------ Given records ------

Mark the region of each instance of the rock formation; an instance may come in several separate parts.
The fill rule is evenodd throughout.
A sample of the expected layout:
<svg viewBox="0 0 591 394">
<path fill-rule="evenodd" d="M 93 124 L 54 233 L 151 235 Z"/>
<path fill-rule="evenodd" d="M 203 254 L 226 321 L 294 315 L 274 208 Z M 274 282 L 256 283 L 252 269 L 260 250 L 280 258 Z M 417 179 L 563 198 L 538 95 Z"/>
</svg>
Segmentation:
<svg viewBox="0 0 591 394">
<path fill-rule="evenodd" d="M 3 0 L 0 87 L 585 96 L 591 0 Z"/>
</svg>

------

Exercise objective
Every entry shown earlier is to be returned exactly, line for line.

Output of the exercise
Mark the region of each instance of the rock formation; an instance may come in several separate parts.
The fill rule is evenodd throughout.
A sample of the expected layout:
<svg viewBox="0 0 591 394">
<path fill-rule="evenodd" d="M 93 124 L 54 233 L 151 235 Z"/>
<path fill-rule="evenodd" d="M 203 254 L 226 321 L 294 315 L 274 208 Z M 274 282 L 256 283 L 252 269 L 260 250 L 280 258 Z M 417 179 L 563 198 L 538 95 Z"/>
</svg>
Segmentation:
<svg viewBox="0 0 591 394">
<path fill-rule="evenodd" d="M 3 0 L 0 87 L 585 96 L 591 0 Z"/>
</svg>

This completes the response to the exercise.